___ SELECTED TEXT
South Korean President Lee takes a selfie of himself and his Chinese counterpart, Xi. Photo: Blue House

South Korean President Lee Jae Myung is spending the first weeks of the new year attempting a feat of diplomatic engineering that would challenge the most experienced leader. He began the year in Beijing, the first official visit by a South Korean president since 2019. In the coming week, he is scheduled to join Japanese Prime Minister Sanae Takaichi in her hometown.

China and Japan each is eager to draw South Korea to its side as President Lee walks across a narrowing bridge between them. His task is to foster closer ties while avoiding being drawn into conflict, even perhaps to help ease tensions.

This careful management of the complex triangular relations in the region takes place against a backdrop of growing global uncertainty, manifest in US President Donald Trump’s aggressive intervention in Venezuela. In the capitals of Northeast Asia – as well as in Europe – the talk is of a world splintering into spheres of influence.
______
___ INFORMATION SHOWN
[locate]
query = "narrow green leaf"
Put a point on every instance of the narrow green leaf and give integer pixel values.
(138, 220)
______
In the passage on South Korean President Lee's diplomacy, where is he scheduled to join Japanese Prime Minister Sanae Takaichi in the coming week?

In her hometown.